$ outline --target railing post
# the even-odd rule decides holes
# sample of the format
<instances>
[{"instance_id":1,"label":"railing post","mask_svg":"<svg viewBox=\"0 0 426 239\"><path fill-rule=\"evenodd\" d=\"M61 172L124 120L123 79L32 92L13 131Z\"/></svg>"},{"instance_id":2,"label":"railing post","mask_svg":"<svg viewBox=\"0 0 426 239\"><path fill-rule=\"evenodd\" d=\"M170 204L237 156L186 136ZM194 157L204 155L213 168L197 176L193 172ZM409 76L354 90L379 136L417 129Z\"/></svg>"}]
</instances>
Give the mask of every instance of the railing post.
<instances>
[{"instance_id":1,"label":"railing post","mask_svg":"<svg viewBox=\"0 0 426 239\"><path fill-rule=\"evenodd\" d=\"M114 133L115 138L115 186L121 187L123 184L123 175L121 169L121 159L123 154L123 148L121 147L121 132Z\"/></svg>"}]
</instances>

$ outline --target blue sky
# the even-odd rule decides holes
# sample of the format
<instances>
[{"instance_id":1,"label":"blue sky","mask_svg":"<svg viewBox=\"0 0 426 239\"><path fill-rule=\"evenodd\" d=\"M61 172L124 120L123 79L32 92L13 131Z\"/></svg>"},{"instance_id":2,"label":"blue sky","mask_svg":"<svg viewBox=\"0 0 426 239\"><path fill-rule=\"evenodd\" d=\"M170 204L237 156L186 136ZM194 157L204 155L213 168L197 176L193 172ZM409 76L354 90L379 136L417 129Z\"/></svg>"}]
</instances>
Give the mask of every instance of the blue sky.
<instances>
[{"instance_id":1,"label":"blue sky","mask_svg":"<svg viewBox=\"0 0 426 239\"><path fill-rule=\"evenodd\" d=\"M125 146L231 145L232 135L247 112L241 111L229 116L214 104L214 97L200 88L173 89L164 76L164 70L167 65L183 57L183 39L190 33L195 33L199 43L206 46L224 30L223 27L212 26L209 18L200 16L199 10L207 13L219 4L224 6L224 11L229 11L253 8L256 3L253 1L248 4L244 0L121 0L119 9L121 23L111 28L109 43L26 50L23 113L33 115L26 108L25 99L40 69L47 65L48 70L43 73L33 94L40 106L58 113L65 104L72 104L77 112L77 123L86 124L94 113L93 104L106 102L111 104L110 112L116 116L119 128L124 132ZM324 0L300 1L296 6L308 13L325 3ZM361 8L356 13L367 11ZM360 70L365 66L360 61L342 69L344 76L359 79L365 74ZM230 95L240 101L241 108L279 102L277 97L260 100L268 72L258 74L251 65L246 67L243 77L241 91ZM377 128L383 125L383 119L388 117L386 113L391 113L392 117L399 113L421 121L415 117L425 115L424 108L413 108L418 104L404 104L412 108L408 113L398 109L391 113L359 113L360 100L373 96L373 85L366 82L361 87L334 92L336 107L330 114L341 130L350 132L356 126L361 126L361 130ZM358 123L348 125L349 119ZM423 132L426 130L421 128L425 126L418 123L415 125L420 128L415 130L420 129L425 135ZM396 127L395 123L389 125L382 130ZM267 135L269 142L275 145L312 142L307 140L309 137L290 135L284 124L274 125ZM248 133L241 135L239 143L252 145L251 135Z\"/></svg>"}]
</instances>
***
PROBLEM STATEMENT: Locate each line in the entries above that contains the word "outline", and copy those lines.

WRITTEN ANSWER:
$ outline --target railing post
$ outline --target blue sky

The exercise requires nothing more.